## Goal:
Select each line of the listing below that contains the string "target", and copy those lines out in order.

** Start Exercise input **

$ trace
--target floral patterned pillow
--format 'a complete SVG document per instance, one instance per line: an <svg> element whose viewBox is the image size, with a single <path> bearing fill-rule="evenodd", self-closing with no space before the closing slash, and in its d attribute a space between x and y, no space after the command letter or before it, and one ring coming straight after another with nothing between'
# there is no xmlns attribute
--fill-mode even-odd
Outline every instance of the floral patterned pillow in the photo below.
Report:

** End Exercise input **
** Start Exercise input **

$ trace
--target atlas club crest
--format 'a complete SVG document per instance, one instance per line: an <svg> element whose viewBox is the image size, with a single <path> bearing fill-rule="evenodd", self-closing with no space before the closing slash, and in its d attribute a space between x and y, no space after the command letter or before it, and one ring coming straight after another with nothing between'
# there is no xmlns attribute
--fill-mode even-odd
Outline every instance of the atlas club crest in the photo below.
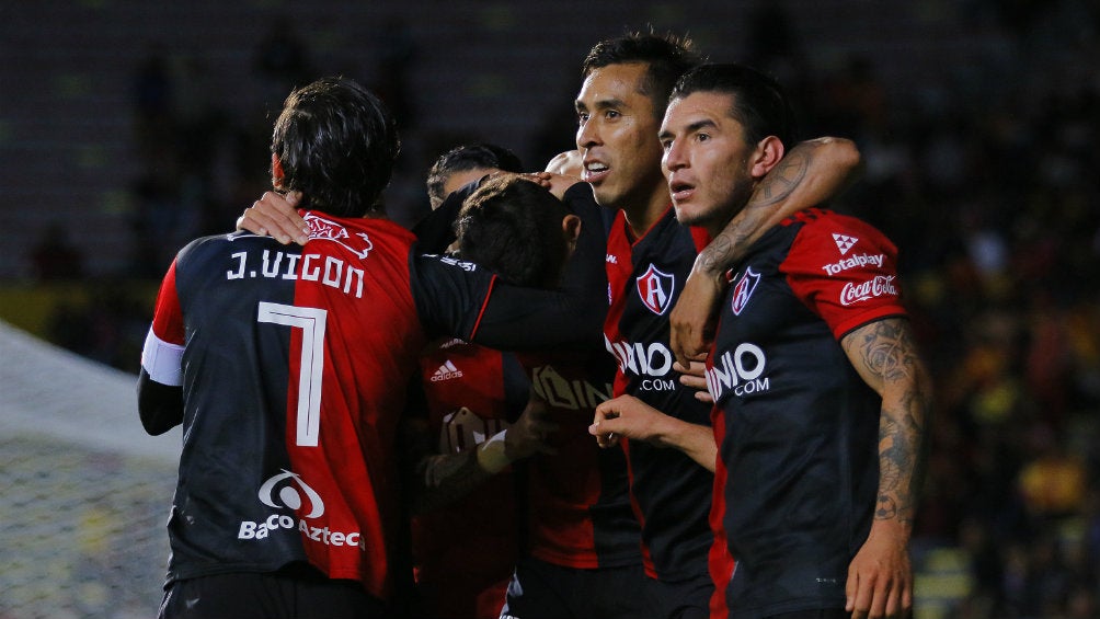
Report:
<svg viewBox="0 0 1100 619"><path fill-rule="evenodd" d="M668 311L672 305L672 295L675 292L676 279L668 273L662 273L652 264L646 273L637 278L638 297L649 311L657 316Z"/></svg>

** End Exercise input **
** Start Exercise input **

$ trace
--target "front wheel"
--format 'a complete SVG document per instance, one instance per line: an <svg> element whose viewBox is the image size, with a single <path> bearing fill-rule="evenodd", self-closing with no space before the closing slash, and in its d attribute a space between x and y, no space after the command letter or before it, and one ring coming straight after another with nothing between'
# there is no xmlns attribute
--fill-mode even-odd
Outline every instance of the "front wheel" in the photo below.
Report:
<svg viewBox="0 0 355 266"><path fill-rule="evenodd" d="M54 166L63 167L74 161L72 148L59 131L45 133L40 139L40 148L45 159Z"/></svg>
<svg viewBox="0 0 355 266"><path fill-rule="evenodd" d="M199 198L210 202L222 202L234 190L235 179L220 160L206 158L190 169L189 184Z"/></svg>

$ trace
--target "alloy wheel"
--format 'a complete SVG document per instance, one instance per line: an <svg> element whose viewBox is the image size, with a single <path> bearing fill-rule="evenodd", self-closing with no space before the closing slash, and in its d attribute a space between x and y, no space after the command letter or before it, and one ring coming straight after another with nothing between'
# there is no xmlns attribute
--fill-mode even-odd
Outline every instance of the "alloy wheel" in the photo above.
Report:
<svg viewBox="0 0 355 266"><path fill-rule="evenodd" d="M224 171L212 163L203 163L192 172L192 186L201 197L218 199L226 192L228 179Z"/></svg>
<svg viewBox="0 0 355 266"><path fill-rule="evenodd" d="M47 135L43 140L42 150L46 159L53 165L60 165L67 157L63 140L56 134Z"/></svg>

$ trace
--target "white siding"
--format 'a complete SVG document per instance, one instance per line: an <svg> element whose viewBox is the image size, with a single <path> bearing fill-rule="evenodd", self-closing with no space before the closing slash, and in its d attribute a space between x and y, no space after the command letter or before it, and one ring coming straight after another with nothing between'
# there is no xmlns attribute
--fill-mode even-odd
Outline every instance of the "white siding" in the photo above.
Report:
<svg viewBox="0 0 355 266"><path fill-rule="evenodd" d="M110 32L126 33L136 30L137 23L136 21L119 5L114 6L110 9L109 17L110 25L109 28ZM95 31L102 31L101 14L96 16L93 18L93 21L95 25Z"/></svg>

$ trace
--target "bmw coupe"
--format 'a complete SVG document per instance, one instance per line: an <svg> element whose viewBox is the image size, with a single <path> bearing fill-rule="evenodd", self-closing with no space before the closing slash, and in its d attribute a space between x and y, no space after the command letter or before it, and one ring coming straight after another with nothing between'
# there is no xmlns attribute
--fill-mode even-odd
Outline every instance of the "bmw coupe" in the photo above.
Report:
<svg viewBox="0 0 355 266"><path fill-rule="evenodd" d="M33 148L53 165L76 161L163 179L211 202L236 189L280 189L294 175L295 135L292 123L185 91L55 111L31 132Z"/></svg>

** End Exercise input **

## Complete response:
--target floral patterned pillow
--target atlas club crest
--target "front wheel"
--target "alloy wheel"
--target "white siding"
--target "bmw coupe"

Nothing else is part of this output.